::: Items :::

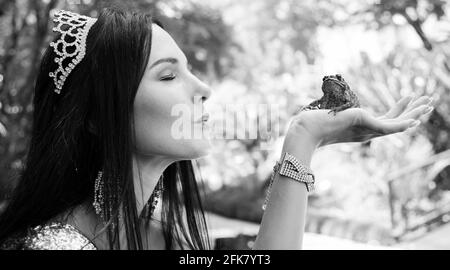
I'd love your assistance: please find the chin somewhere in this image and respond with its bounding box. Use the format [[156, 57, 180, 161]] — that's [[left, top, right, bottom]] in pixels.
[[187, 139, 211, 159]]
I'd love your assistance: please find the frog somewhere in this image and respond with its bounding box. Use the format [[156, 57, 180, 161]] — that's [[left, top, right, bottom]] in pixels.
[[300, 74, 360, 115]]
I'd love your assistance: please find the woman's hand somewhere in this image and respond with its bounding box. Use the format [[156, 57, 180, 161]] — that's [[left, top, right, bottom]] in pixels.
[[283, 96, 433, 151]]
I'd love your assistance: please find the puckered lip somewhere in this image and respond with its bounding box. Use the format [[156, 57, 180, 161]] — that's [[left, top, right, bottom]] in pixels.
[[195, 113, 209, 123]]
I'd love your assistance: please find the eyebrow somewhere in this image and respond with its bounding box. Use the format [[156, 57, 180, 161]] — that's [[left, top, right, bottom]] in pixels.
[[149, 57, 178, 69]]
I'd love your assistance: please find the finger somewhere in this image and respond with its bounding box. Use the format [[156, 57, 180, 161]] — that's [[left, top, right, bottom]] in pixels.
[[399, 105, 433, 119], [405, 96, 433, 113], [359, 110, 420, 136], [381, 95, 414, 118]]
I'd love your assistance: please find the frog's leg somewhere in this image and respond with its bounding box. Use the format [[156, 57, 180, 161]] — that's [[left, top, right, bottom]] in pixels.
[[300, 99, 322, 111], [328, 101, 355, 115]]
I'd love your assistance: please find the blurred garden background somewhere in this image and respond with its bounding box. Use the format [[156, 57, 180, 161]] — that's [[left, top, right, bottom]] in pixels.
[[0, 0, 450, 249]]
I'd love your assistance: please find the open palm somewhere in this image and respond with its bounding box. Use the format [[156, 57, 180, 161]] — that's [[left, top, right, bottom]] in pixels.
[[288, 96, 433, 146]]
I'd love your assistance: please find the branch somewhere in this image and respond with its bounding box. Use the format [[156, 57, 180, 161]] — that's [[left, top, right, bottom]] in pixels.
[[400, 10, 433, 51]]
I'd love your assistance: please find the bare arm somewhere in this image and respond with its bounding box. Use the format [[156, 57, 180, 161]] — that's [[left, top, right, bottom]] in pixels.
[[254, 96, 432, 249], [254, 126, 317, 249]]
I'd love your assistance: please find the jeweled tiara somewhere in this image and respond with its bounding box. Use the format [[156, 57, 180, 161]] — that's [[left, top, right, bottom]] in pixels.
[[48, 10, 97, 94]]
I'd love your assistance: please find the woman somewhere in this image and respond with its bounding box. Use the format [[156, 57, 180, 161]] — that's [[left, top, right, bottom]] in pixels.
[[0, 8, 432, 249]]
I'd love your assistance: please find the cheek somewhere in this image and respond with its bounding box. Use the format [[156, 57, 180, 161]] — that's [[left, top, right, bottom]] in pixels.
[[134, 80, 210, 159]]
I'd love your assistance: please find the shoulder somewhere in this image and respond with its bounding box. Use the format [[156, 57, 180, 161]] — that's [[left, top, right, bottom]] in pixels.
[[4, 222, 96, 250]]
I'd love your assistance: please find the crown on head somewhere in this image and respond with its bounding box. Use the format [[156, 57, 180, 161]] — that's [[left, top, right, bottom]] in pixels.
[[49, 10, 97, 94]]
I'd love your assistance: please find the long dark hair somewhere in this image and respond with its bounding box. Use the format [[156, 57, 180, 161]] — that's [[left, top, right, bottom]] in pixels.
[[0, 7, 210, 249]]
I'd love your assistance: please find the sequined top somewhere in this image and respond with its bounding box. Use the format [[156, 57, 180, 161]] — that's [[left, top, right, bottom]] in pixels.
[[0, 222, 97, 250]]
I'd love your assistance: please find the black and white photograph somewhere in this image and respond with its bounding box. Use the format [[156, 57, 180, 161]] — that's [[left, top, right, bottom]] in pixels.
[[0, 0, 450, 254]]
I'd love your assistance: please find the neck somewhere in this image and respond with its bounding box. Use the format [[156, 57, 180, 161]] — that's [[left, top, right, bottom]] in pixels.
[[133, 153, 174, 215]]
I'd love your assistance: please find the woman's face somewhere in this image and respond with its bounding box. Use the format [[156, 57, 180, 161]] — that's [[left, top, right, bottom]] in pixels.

:::

Exercise directions: Turn all the lines above into a JSON list of strings, one string per line, skipping any blank lines and leaving out the pictures.

Solved exercise:
[
  "I'd love your assistance: please find the chin somewhere in this image and respond with its bounding box. Use the format [[156, 57, 180, 161]] — that's [[left, top, right, bottom]] in pixels.",
  "[[187, 139, 211, 159]]",
  "I'd love your assistance: please find the frog somewhere in this image and respond with its bounding box. Use the format [[156, 57, 180, 161]] — that's [[left, top, right, bottom]] in pixels.",
  "[[300, 74, 360, 115]]",
  "I'd love your assistance: please find the woman's hand somewhere in this image and respond with its bounding box. Use the format [[156, 57, 180, 161]] — that's [[left, top, right, bottom]] in pixels.",
  "[[283, 96, 433, 151]]",
  "I'd love your assistance: please find the puckered lip somewhere in this image and respond with its bounding box. Use the format [[156, 57, 180, 161]] — that's [[left, top, right, bottom]] in pixels.",
  "[[195, 113, 209, 123]]",
  "I'd love your assistance: please find the eyebrow somewhere in this image and respond with its bounding box. Use the format [[156, 57, 180, 161]] — that's [[left, top, right, bottom]] in pixels.",
  "[[149, 57, 178, 69]]",
  "I'd love your assistance: please find the finger somewhere in this image and respond with its bounding box. Use the format [[156, 57, 180, 161]] — that's [[left, top, right, bottom]] in pixels.",
  "[[399, 105, 433, 119], [405, 96, 433, 113], [359, 110, 420, 136], [381, 95, 414, 118]]",
  "I'd love your assistance: please find the frog's leg somewhere in this image and respond with its bounding box. Use the format [[156, 57, 180, 161]] — that's [[left, top, right, bottom]] in pixels.",
  "[[300, 99, 322, 111], [328, 101, 355, 115]]",
  "I'd love your assistance: please find the blurred garden background somewhere in this image and respond with its bounding box. Use the format [[156, 57, 180, 161]] — that's [[left, top, right, bottom]] in pixels.",
  "[[0, 0, 450, 249]]",
  "I'd love your assistance: please find the open palm somewhere in this image and respond with its bounding box. Use the format [[156, 57, 180, 161]] — that's [[left, top, right, bottom]] in pixels.",
  "[[288, 96, 433, 146]]",
  "I'd love your assistance: please find the branch somewhere in this image and respond with its bounding box. Use the format [[156, 57, 180, 161]] — that's [[left, top, right, bottom]] in pixels.",
  "[[400, 10, 433, 51]]",
  "I'd love your assistance: please find the bare arm somewhere in this image and respond with its bounding box. Use the format [[156, 57, 180, 161]] — that's [[left, top, right, bottom]] in pixels.",
  "[[254, 96, 432, 249], [254, 126, 317, 249]]",
  "I'd love your assistance: please find the jeweled tiara somewhere in this image and respond with its bounding box. Use the format [[156, 57, 180, 161]] — that's [[left, top, right, bottom]] in pixels.",
  "[[48, 10, 97, 94]]",
  "I'd love your assistance: please find the woman somewhere in this image and respond with its bounding box. Use the format [[156, 57, 180, 161]] — that's [[left, top, right, bottom]] in pixels.",
  "[[0, 8, 432, 249]]",
  "I'd love your assistance: please find the cheek somewhere in this image and respond with its bounding box. Use the format [[156, 57, 180, 161]] — that's [[left, top, right, bottom]] in pixels.",
  "[[134, 80, 210, 159]]",
  "I'd love your assistance: please find the shoulder somewhere in this image and respond with its bounding box. Use the format [[156, 57, 180, 161]] — that's [[left, top, right, bottom]] in pixels.",
  "[[4, 222, 96, 250]]",
  "I'd love your assistance: please find the crown on head somewhere in this image and respond with its bounding box. Use the format [[156, 57, 180, 161]] — that's [[left, top, right, bottom]] in pixels.",
  "[[49, 10, 97, 94]]",
  "I'd love your assistance: please find the long dark hair somewhere in this image and respond with its bounding box. Use the format [[156, 57, 180, 161]] — that's [[left, top, right, bottom]] in pixels.",
  "[[0, 7, 210, 249]]",
  "I'd love your assistance: please find the sequined top somewhere in this image and respond with its bounding box. Use the format [[156, 57, 180, 161]] — that's [[left, top, right, bottom]] in pixels.",
  "[[0, 222, 97, 250]]",
  "I'd love your assistance: please find the black and white photograph somewhere in this image and respond with its bounding box. Use the format [[156, 57, 180, 161]] — that's [[left, top, right, bottom]] in pixels.",
  "[[0, 0, 450, 254]]",
  "I'd love your assistance: please find the neck somewhere in this image and respond with its bounding box. Use the format [[156, 57, 180, 161]] — that's [[left, top, right, bottom]] in pixels.",
  "[[133, 153, 174, 215]]",
  "I'd love your assistance: please find the woman's face somewhere in this image and respond with its bounding box. Use the format [[156, 57, 180, 161]] — that's [[left, top, right, bottom]] in pixels."
]